Task requirements – In the speech on the ECB report, list the factors named as supporting the moderate growth expected for the euro area and EU economies over the next two years.
Source passage Block Start
Dombrovskis Addresses European Parliament on ECB Report

European Commission

It is a pleasure to participate in the debate of the ECON draft report on the European Central Bank.

I would like to thank the rapporteur, Mr. Johan Van Overtveldt, and the members of the committee for their insightful reflections.

The ex-post assessment of the ECB's activities by the European Parliament is essential for the democratic accountability of the ECB.

The Commission acknowledges the ECB's strong commitment and decisive action to ensuring price stability and the smooth transmission of the intended monetary policy stance across the euro area Member States.

The Commission welcomes the ECB's monetary policy measures.

They helped to keep inflation expectations anchored and contributed to falling inflation over the last three years after a high at the end of the COVID 19 pandemic.

Looking ahead, and in line with the latest ECB macroeconomic projections, the Commission autumn economic forecast foresees inflation in the euro area to stabilise around 2% over its forecast horizon, broadly in line with the ECB's inflation target, meaning 2% over the medium term.

In the short term, the economic picture is encouraging.

The euro area and EU economies are expected to continue growing at a moderate pace over the next two years, supported by a robust labour market, falling inflation and improving financing conditions.

Also, the deployment of the Recovery and Resilience Facility and other EU funds, notably cohesion, the fiscal stimulus in Germany, and the relatively healthy financial position of the corporate sector will support investment.

Further support could come from higher-than-expected defence spending and continued success in reinforcing and diversifying our trade relationships.

At the same time, Europe faces a number of important economic challenges.

The global economic environment is becoming increasingly adverse for Europe's competitiveness and resilience.

Rising protectionism is weighing on EU exporters and adding to Europe's lingering productivity problem.

At the same time, the EU's trade dependencies are being exploited and entail risks for our economic security.

Europe, therefore, must double its efforts to unlock its full growth potential.

We should complete the Single Market and the Saving and Investment Union, boost innovation, advance pro-competitive reforms and move forward with the simplification agenda.

And we need to diversify our trade partnerships and reduce dependencies.

This also means stepping up efforts to take our security in our own hands.

The agenda is clear.

Action is urgent.

Turning to the fiscal situation.

Public deficits and debt ratios have improved significantly since the COVID-19 pandemic.

However, we expect less positive developments in the coming years.

This largely reflects the need to increase defence spending.

Given the multiple demands on public finances and the still high debt levels in some Member States, we must be particularly vigilant to safeguard fiscal sustainability.
Source passage Block End
Information given Block Start
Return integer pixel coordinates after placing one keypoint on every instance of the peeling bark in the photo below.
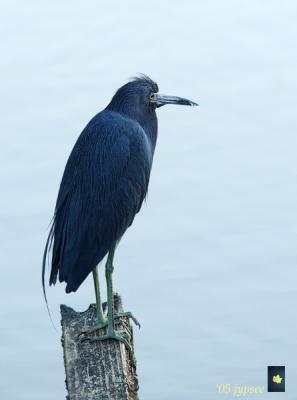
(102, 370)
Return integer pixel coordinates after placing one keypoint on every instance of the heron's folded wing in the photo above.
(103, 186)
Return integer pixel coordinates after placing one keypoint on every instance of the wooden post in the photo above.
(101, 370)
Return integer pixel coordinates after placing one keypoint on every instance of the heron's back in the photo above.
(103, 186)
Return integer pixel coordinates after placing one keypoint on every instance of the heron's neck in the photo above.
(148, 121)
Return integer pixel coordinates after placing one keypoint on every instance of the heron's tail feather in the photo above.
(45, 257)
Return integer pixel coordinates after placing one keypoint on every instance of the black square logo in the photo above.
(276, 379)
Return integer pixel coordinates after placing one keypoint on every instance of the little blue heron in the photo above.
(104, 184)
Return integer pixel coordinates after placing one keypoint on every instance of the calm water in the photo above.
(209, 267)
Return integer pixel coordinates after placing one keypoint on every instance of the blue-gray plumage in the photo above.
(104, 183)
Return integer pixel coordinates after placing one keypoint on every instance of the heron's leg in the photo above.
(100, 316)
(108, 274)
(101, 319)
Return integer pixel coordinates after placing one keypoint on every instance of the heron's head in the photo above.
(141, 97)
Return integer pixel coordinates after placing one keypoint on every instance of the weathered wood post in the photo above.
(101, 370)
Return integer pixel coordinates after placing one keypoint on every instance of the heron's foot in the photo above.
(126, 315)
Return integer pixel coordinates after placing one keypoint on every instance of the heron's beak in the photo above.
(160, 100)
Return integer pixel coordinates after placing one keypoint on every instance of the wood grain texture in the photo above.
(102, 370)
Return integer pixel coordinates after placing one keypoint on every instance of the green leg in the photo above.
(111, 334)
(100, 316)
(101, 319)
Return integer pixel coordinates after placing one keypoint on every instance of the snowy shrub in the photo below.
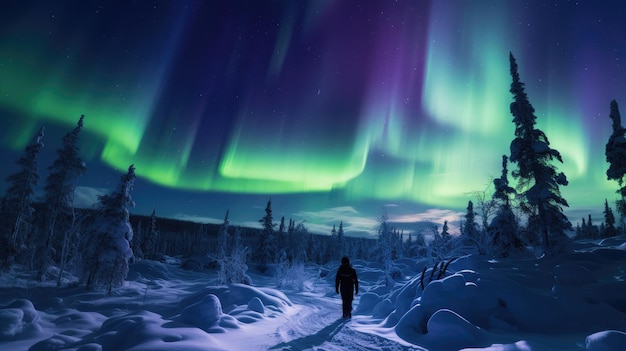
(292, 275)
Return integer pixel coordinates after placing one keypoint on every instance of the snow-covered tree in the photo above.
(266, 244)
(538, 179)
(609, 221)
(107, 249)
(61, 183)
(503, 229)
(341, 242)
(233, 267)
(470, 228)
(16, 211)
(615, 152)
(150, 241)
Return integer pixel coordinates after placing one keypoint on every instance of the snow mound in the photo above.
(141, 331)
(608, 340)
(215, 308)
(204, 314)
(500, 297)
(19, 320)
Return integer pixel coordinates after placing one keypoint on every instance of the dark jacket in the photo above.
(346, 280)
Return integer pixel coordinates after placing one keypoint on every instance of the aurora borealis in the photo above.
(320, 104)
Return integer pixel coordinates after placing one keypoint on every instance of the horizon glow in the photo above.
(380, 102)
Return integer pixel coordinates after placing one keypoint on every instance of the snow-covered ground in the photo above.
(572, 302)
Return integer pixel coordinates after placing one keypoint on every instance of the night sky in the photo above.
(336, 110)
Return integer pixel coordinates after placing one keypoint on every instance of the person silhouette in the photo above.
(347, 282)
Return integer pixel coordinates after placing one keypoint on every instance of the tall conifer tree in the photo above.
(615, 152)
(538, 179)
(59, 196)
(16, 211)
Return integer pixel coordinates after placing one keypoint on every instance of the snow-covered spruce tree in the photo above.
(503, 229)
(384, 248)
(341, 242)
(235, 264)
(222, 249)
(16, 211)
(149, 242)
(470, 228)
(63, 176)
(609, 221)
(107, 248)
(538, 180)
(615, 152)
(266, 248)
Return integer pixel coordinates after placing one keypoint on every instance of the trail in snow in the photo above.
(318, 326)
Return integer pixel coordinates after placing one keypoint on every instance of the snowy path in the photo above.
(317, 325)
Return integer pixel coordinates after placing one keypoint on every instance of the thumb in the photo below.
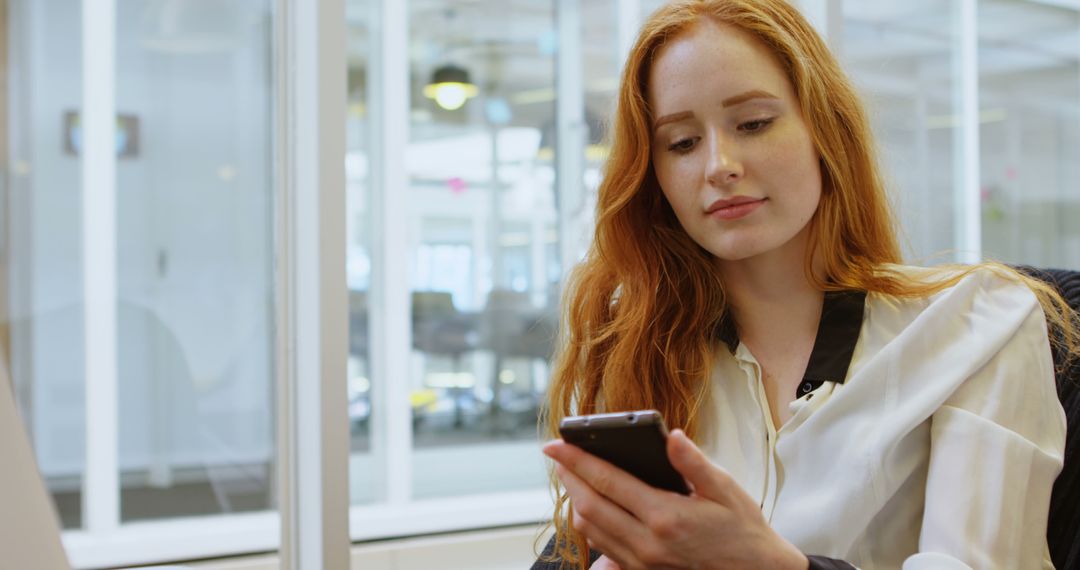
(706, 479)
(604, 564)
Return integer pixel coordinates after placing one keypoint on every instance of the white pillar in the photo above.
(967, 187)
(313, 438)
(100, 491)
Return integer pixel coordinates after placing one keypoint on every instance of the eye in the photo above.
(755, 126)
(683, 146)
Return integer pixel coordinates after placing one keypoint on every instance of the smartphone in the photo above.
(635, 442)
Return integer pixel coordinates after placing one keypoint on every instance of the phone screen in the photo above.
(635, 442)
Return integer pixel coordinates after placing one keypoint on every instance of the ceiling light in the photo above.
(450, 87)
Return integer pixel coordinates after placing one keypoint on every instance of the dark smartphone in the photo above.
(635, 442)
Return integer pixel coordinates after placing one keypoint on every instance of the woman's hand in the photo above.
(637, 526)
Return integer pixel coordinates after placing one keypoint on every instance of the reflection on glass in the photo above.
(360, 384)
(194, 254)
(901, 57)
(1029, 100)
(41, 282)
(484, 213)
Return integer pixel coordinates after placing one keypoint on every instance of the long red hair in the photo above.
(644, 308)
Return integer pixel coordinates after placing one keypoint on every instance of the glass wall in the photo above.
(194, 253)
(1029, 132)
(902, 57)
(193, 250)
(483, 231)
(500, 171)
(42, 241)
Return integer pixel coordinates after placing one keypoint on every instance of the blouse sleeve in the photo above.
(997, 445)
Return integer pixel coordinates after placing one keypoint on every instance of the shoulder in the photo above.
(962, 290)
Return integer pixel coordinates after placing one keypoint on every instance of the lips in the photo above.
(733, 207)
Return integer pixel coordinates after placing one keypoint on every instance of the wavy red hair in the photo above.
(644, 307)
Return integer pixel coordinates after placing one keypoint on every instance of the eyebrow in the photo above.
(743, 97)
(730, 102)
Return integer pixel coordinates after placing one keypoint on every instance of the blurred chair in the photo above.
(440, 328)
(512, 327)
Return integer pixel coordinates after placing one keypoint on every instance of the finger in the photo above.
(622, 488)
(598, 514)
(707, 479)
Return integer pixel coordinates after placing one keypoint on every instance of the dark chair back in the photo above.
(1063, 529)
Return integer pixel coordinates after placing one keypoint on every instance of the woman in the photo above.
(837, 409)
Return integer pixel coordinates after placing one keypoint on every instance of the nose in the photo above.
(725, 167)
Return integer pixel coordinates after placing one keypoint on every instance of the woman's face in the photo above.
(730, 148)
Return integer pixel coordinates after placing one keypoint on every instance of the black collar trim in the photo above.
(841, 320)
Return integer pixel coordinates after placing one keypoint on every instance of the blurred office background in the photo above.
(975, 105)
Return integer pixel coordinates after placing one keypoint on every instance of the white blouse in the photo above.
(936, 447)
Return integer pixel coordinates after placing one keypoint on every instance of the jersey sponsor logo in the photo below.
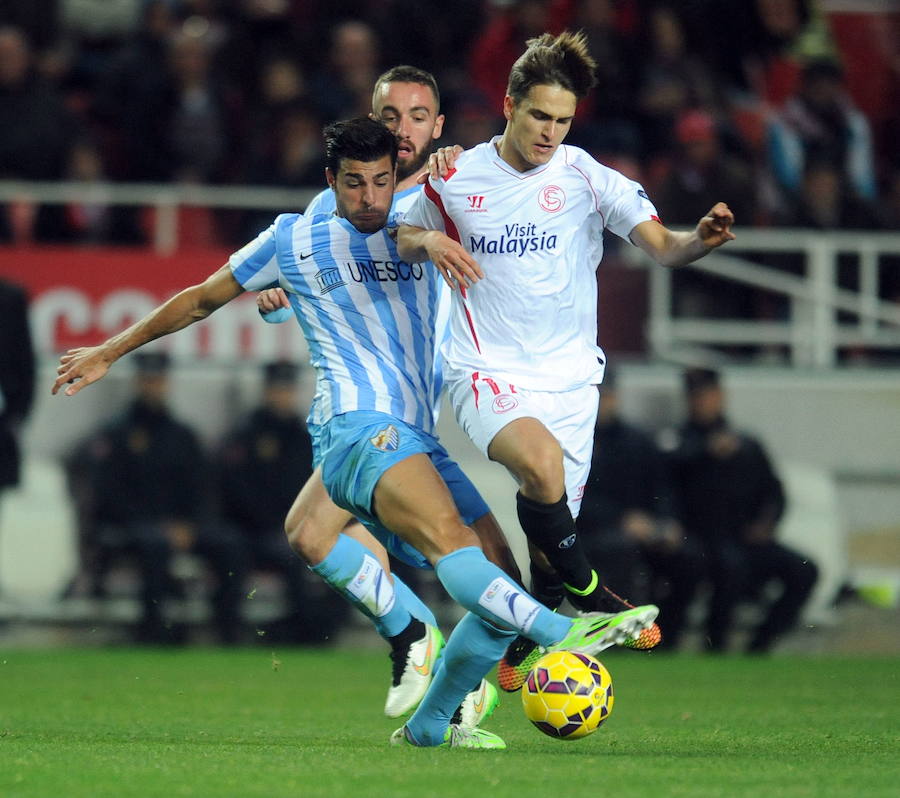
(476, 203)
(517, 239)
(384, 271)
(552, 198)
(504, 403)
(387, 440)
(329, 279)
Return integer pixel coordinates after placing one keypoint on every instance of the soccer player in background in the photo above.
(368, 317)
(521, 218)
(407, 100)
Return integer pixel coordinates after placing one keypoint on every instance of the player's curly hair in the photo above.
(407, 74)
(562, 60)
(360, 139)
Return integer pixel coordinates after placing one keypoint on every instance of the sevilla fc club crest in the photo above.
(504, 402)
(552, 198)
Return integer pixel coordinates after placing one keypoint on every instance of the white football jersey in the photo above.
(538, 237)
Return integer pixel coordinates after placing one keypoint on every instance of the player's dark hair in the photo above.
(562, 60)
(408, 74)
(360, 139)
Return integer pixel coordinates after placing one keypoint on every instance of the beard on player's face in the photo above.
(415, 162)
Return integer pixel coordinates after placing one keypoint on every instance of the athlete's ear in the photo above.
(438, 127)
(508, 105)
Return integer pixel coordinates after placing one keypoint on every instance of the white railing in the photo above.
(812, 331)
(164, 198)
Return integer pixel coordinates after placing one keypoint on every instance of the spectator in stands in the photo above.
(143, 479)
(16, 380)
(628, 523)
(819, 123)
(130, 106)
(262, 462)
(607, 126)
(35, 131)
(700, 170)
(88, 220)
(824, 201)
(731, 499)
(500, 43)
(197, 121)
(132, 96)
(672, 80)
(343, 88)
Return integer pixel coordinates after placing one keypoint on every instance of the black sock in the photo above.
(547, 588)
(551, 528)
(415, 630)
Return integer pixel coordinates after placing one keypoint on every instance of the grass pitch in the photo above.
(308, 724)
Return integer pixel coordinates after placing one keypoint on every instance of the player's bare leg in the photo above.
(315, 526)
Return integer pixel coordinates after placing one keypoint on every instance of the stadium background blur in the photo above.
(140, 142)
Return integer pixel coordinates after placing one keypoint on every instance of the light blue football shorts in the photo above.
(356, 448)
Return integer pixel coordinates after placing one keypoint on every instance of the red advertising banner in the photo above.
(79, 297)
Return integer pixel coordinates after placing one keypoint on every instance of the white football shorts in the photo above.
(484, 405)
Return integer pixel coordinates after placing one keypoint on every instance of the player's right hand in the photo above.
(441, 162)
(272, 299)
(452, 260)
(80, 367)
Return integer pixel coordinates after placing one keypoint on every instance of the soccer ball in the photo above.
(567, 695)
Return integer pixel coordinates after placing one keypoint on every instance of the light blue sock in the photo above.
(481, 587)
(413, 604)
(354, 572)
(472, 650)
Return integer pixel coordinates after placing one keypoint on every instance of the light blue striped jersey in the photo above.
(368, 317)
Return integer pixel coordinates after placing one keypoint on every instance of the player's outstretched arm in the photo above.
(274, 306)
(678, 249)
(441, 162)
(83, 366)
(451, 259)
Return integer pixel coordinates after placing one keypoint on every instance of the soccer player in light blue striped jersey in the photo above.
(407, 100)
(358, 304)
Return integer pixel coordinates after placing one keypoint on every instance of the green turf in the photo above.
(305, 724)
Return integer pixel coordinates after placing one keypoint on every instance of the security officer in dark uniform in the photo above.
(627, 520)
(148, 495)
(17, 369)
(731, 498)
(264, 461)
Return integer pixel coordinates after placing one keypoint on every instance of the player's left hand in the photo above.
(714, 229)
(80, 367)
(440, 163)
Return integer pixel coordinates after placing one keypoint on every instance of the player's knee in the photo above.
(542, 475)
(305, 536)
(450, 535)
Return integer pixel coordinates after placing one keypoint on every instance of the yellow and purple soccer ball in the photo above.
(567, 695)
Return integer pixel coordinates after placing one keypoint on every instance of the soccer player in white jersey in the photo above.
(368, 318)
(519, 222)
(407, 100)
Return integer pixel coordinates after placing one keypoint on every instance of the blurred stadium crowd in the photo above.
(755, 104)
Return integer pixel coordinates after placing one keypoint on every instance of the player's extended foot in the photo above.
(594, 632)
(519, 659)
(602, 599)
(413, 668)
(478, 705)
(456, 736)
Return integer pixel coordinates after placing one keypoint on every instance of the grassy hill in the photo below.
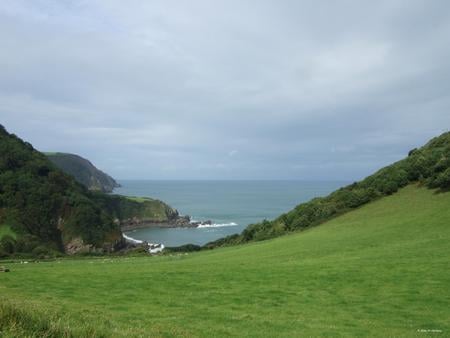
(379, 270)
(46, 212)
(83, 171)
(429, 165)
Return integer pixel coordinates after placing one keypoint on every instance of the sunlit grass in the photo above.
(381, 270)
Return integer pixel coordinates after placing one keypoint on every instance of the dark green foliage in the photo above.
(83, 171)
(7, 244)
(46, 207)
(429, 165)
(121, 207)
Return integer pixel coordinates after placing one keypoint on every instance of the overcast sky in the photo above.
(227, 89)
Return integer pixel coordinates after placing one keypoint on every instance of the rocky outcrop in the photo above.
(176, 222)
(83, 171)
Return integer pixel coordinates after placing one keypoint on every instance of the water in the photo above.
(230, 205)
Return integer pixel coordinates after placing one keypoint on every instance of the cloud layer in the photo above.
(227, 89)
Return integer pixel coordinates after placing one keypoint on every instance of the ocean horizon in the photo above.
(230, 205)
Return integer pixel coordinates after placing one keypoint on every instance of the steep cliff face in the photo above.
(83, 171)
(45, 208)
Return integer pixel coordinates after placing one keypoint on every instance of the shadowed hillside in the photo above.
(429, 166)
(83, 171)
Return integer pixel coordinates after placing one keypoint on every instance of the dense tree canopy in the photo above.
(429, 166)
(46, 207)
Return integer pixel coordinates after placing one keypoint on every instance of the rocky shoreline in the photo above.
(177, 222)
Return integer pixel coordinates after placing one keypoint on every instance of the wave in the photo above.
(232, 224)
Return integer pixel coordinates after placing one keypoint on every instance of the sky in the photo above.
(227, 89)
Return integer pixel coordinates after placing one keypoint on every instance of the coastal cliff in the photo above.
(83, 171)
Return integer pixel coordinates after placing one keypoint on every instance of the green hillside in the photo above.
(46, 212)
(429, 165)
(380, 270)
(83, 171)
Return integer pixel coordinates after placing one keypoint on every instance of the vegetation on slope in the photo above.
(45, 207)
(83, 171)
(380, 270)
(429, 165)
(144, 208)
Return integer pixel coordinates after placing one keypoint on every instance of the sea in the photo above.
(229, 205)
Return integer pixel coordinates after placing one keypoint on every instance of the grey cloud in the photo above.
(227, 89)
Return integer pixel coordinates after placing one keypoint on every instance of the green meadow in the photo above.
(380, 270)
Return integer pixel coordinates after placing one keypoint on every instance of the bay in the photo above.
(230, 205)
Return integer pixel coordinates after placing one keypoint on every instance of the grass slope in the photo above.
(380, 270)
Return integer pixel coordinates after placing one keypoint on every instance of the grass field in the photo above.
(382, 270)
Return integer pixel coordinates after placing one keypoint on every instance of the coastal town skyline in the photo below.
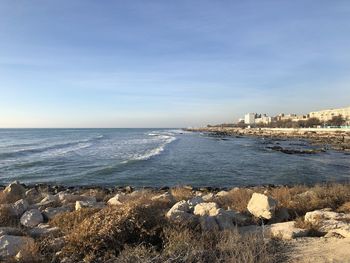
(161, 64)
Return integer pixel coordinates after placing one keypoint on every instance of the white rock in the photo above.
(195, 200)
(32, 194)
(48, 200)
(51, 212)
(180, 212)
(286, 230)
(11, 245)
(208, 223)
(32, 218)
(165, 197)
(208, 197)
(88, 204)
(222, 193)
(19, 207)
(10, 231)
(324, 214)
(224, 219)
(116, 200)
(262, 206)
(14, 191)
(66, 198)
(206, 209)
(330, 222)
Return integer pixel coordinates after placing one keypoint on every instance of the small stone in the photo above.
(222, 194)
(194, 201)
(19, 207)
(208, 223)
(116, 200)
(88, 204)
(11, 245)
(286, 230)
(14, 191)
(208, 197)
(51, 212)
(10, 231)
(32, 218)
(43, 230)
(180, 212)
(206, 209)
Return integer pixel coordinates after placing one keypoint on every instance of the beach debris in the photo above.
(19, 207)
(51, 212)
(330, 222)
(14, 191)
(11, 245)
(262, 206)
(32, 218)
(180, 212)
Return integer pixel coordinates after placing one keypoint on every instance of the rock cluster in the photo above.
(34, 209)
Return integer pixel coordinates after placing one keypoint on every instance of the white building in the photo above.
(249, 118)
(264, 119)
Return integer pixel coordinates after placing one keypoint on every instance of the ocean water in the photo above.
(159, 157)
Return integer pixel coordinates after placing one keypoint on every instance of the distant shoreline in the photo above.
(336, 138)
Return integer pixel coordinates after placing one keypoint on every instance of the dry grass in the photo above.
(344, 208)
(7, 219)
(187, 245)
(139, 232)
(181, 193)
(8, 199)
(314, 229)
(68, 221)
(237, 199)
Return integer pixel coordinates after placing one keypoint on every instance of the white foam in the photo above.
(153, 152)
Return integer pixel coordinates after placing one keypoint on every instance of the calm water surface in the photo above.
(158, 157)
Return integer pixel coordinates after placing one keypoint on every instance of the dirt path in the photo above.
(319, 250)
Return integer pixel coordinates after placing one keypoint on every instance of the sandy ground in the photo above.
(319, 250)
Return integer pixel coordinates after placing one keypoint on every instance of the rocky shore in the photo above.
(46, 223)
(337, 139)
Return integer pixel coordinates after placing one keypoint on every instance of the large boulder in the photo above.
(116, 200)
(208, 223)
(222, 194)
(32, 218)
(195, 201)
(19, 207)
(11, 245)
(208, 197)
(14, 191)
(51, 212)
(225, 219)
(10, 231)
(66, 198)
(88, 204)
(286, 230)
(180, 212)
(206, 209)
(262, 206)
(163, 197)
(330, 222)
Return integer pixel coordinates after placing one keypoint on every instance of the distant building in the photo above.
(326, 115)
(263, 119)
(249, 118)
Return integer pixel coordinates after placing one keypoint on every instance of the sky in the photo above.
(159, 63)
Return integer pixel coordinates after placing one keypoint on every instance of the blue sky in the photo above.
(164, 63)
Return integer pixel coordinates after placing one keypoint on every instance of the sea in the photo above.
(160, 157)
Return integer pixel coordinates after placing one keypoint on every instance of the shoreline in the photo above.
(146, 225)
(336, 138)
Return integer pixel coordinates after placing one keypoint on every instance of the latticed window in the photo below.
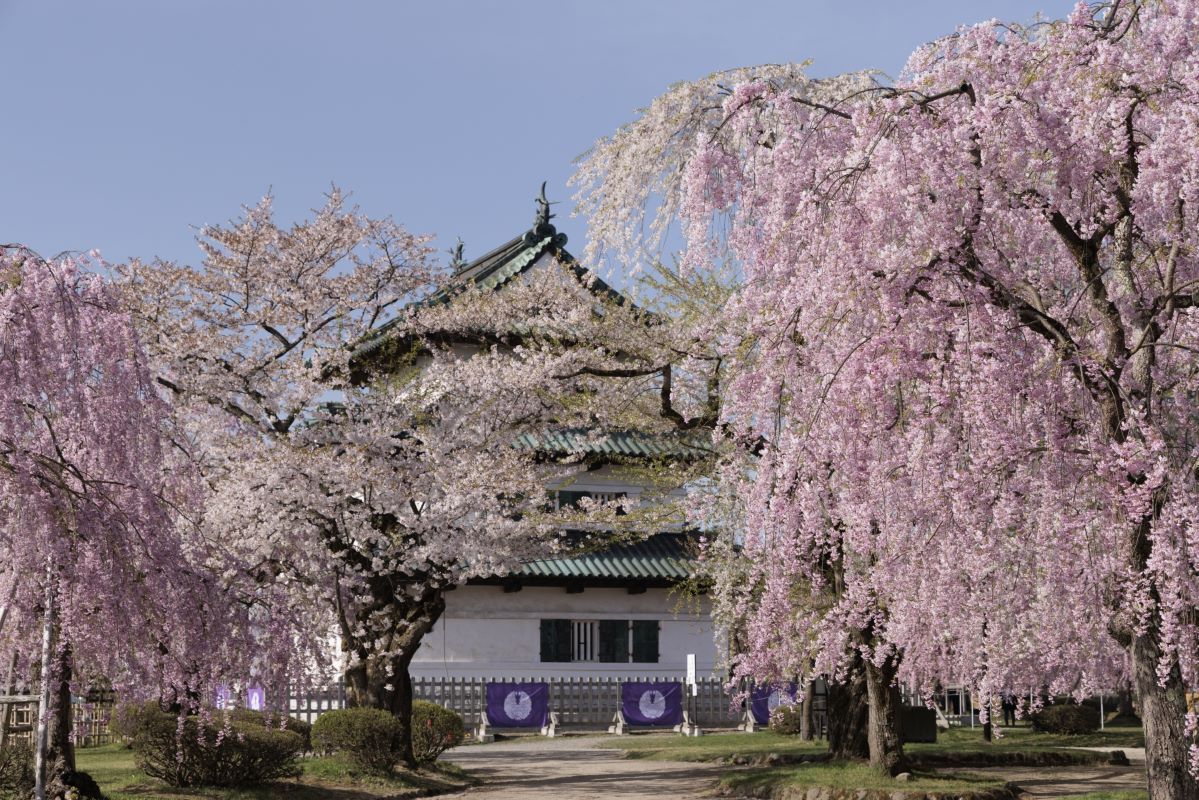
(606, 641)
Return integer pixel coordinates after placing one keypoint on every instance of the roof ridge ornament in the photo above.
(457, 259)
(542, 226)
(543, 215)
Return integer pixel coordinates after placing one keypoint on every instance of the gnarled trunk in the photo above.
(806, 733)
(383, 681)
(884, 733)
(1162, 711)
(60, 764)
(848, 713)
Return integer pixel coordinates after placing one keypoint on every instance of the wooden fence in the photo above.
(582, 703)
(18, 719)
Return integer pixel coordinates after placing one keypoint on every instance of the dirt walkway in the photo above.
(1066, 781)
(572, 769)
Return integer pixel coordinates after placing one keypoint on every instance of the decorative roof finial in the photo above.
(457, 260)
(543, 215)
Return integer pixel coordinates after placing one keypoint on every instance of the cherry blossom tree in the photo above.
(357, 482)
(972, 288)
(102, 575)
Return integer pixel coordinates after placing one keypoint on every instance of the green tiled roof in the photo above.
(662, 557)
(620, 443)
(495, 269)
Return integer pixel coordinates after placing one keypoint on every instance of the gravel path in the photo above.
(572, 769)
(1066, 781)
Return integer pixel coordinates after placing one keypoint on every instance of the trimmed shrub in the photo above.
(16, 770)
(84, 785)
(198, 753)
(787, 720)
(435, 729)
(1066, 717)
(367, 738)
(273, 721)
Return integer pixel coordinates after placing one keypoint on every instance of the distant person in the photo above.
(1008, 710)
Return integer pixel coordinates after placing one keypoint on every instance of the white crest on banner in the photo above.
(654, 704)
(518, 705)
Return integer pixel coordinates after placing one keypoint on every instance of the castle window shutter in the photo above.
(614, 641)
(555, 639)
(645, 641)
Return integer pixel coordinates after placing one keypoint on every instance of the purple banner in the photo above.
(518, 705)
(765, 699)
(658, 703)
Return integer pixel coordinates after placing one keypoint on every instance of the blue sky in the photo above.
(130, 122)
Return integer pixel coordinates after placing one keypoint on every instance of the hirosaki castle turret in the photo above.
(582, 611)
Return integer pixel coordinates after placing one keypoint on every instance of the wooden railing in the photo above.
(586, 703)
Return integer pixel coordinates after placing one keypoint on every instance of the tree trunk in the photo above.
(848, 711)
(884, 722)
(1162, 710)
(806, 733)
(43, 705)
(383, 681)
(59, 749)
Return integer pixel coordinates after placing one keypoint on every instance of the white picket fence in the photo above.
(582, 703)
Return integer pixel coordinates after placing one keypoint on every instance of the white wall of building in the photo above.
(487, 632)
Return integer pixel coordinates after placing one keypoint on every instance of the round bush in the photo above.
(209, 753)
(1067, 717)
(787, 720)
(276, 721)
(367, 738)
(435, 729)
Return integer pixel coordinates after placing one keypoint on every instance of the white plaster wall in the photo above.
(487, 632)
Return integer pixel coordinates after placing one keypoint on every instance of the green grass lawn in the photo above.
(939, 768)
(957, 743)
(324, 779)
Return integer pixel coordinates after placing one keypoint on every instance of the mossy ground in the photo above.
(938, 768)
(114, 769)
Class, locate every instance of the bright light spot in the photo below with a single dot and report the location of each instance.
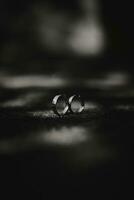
Information given Block End
Result of the exercise –
- A robust labour market
- Falling inflation
- Improving financing conditions